== Verilen Metin ==

Güncelleme Tarihi:
Emre çifti, Miran ve Can’dan sonra şimdilerde yeni bebek heyecanı içindeler. Aileden hiç kimse henüz müjdeli haberi duymamış. Söyleşi yapmak için iletişim kurduğumuzda ilk akıllarına gelen bu müjdeyi gazetemiz aracılığıyla vermek olmuş. “Miran bile bilmiyor. Şimdi bir kardeşi daha olacak” diyen Perrin Emre, “Aile Meclisi’ni takip ediyoruz. Her hafta eğlenceli, sürpriz dolu evlere konuk oluyoruz sizin aracılığınızla. ‘Biz ne anlatacağız’ heyecanı içindeyken tüm ailemize unutamayacakları bir haber verelim istedik. Zeynel, ben ve doktorumuz dışında kimse bilmiyordu. Sizden öğrenecekler” sözleriyle anlatıyor heyecanını. Miran okulda, Can babasının kucağında, küçük hanımefendi anne karnında; başlıyoruz sohbete:
Emre çiftinin yolu nerede kesişti?
Perrin Emre: Üniversitede tanıştık. Zeynel hukuk fakültesinde, ben iletişim. Önce iyi arkadaş olduk. Ders çalışmak için 4-5 kişi arkadaşımız Alp’in evine gittik. Orada ders çalışırken Zeynel ile bakışmalar, şakalaşmalar, sonradan herhalde o sınavı geçtik diye düşünüyorum. Çalışma bitti, Zeynel beni metroya bıraktı. İki gün sonra 27 Nisan’da doğum günü vardı. Henüz 21 yaşındaydı ve bana o gün ‘Biz evleneceğiz’ dedi. Başım dönmedi değil tabii ama bir yandan da ‘Ayakların yerden kesilmesin Perrin’ diye telkinde bulunuyordum.
PERRİN BENİM İÇİN ZİRVEYDİ
Zeynel Emre: İlk ben adım attım. Perrin renk vermedi. Dağcılık kulübündeyim üniversitede. Doğum günümün olduğu hafta 25 kişi dağ programına gittik. Aladağlar’da son bölüme çıkarken hata yaptım, aşağıya baktım, nasıl yüksek, içim ürperdi, gücüm düştü. 5-6 metre kalmış zirveye. Kendi kendime ‘Hadi Zeynel, çıkarsan Perrin var orada. Çıkarsan evleneceksiniz’ dedim. Neyse hiç aşağıya bakmadan bir motivasyon çıktım, sırtüstü yattım ‘oh be’ dedim. Ertesi günü Perrin, ‘Seni meraktan öldüm. Çok aklıma düştün. Endişe ettim’ dedi. Dağa tırmanıştaki kendi kendime konuşmam, Perrin’in dönüşteki sözleri... Ondan sonra birlikte olmaya başladık. Perrin benim için zirveydi, zirveyi temsil ediyordu.
TUZLU KAHVE YAPMAYA KIYAMADIM
Evlilik teklifi, isteme seremonileri nasıldı?

===
== Veri Kesiti ==

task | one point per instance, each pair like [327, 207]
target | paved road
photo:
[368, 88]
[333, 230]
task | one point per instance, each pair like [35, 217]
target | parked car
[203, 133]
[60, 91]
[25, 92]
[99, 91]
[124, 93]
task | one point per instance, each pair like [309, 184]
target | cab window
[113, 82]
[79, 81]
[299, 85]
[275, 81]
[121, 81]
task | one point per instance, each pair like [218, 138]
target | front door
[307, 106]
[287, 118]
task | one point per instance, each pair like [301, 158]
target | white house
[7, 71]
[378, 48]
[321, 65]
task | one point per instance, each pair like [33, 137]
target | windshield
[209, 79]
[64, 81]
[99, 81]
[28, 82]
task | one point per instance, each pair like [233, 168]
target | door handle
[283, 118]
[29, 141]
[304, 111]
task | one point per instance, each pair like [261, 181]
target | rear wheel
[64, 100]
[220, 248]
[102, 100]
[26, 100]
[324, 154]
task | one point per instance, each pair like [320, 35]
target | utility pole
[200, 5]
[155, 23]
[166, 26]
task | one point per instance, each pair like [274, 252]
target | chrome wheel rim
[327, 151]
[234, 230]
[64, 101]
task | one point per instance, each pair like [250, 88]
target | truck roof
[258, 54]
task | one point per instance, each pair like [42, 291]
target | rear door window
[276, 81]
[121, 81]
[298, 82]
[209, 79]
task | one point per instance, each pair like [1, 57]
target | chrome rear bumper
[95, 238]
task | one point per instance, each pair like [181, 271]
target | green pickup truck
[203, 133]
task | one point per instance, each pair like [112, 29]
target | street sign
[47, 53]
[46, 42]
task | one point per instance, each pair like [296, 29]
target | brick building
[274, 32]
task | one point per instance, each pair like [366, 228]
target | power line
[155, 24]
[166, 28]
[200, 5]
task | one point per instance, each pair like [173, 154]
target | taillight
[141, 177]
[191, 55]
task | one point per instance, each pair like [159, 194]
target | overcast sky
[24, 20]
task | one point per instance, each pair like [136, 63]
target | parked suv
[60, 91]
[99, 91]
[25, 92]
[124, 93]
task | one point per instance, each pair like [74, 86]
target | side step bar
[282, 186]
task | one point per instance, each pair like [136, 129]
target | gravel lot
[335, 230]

===

Emre çifti söyleşisinden "Perrin Emre: Üniversitede" ifadesinden başlayıp "diye telkinde bulunuyordum." ifadesine kadar (bu ifade dahil) olan bölümü harfi harfine çıkarın.

Alıştırma Çözümü ::
Perrin Emre: Üniversitede tanıştık. Zeynel hukuk fakültesinde, ben iletişim. Önce iyi arkadaş olduk. Ders çalışmak için 4-5 kişi arkadaşımız Alp’in evine gittik. Orada ders çalışırken Zeynel ile bakışmalar, şakalaşmalar, sonradan herhalde o sınavı geçtik diye düşünüyorum. Çalışma bitti, Zeynel beni metroya bıraktı. İki gün sonra 27 Nisan’da doğum günü vardı. Henüz 21 yaşındaydı ve bana o gün ‘Biz evleneceğiz’ dedi. Başım dönmedi değil tabii ama bir yandan da ‘Ayakların yerden kesilmesin Perrin’ diye telkinde bulunuyordum.